Problem details —
Omit the images, then print each record below exactly as it reads.

Data provided —
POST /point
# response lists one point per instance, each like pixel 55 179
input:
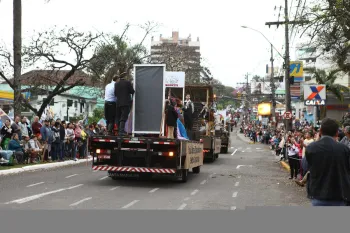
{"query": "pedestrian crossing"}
pixel 248 149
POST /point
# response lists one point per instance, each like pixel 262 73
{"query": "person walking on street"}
pixel 346 138
pixel 62 130
pixel 45 132
pixel 329 166
pixel 56 144
pixel 110 105
pixel 188 112
pixel 16 128
pixel 293 159
pixel 308 140
pixel 124 92
pixel 36 126
pixel 171 118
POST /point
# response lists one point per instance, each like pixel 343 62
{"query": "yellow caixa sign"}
pixel 194 155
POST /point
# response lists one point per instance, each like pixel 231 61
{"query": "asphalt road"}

The answer —
POST /point
# response lists one point per instance, each like pixel 55 179
input:
{"query": "pedestrian crossing"}
pixel 248 149
POST /point
# response lists one point per instance, each like pixel 262 73
{"query": "person walking on street"}
pixel 346 138
pixel 62 130
pixel 45 132
pixel 329 166
pixel 56 144
pixel 110 105
pixel 188 112
pixel 16 128
pixel 293 159
pixel 308 140
pixel 124 92
pixel 36 126
pixel 171 118
POST /point
# response lists one point per instance, each like pixel 343 62
{"query": "yellow caixa sign"}
pixel 194 155
POST /point
# response lists one point per instance, each like pixel 231 61
{"query": "asphalt road"}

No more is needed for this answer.